Tuesday, January 2, 2018

Saturday Challenge- Ancestral Towns


This comes from GeneaMusing's fun challenges from early December. I finally got a chance to finish writing it.

1)    Have you ever visited one of your ancestral towns?  If so, tell us the town, where it is, when you went, and who are your ancestors from that town.


This could be a very hard question to answer. Does anyone have a few hours to spare to hear the complete answer? Probably not and it would be very boring. So, I will just summarize the ancestral towns I have been to.

Ward Farmhouse
I was born in a city where my parents had once lived and many collateral ancestors lived at various times over the years. I arrived home to what had been my grandparents’ farm and where one of my great-grandfathers had stayed during his last illness. Before I saw my first birthday, I surely had seen the towns where my one paternal line had lived in the little over hundred years they had been in America. Also, I had been to the village that my grandparents were living in and my grandfather’s parents had lived in at one time.

None of these were genealogical in nature. My parents weren’t interested in genealogy even after I got interested as a teenager. Instead, these visits were part of the day-to-day living of my parents. Many of my father’s ancestors had lived in the same rural communities for many years. These were the towns and villages of southern Cayuga County and a few in the northern end or nearby counties. An area where current relatives lived, my father made fuel deliveries as part of his job and that we might visit for any manner of reasons.

**REQUIREMENT A:**
Reproduce verbatim the section of the ancestral towns post that opens with the words containing "1)    Have you" and closes with "have been to.".
**REQUIREMENT B:**
According to the ancestral towns post, in which part of which county were the towns and villages where many of the father's ancestors lived?
**REQUIREMENT C:**
Carry on writing the ancestral towns post, beginning after its final sentence.
The items come from a source separate from the ancestral towns post.

**SUPPLIED DATA:**
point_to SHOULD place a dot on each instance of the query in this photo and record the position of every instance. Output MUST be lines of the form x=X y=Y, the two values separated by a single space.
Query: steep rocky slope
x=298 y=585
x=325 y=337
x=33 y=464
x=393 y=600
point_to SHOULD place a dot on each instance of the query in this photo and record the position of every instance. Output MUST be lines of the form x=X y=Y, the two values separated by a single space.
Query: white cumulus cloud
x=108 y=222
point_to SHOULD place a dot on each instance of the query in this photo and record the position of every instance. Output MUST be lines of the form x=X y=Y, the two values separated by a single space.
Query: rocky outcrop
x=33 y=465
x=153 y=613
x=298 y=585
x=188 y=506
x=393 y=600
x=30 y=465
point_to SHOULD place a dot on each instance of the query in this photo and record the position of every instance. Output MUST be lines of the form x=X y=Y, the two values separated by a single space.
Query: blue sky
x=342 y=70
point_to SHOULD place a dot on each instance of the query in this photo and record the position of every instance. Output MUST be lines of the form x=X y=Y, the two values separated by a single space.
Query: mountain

**FINAL ANSWER A:**
1)    Have you ever visited one of your ancestral towns?  If so, tell us the town, where it is, when you went, and who are your ancestors from that town.


This could be a very hard question to answer. Does anyone have a few hours to spare to hear the complete answer? Probably not and it would be very boring. So, I will just summarize the ancestral towns I have been to.

**FINAL ANSWER B:**
Southern Cayuga County.

**FINAL ANSWER C:**
My mother’s family had been in Skaneateles for parts of two generations prior to her birth and not far away for previous generations of her paternal line.

Mother in front of her childhood home
Grandma Wooster was a different story. She had emigrated here from Ireland in her late teens. I have been to Boston, an area she first lived in and her final home of Skaneateles. I have yet to get to Brownsville, Texas where she was stationed in the Army.

Grandpa Wooster’s family had come “from the east”. I have explored Columbia County, Derby and New Milford Connecticut. All of these are places where the Wooster families have lived since they arrived from England in the 1600s.

I have also visited where his Great-Uncle lived in Indiana. There I visited the family graves, and although I didn’t have enough time to connect with living relatives, I found where people live that are likely descendants of his oldest daughter. Their house and surrounding area that I was able to see and take pictures of, was part of her and her husband’s original farm.

their Indiana farm
Some of my Ward lines, namely, the Titus family came to Cayuga County from Dutchess County in the eastern portion of New York. I have been back there a couple times since my first visit, but it is an instance during that visit that stands out in my mind. I had just started researching to discover some of this family. While there I visited some Quaker Meeting Houses, their churches, as I knew the family had been Quaker. The Oblong Meeting House was open for tourists, but nobody was staffing it. I walked in there and had a feeling. It was if I wasn’t alone, but surrounded by a presence. A welcoming and loving presence. It was only later that I found out the Titus family had been active in this meeting, and helped build the meetinghouse.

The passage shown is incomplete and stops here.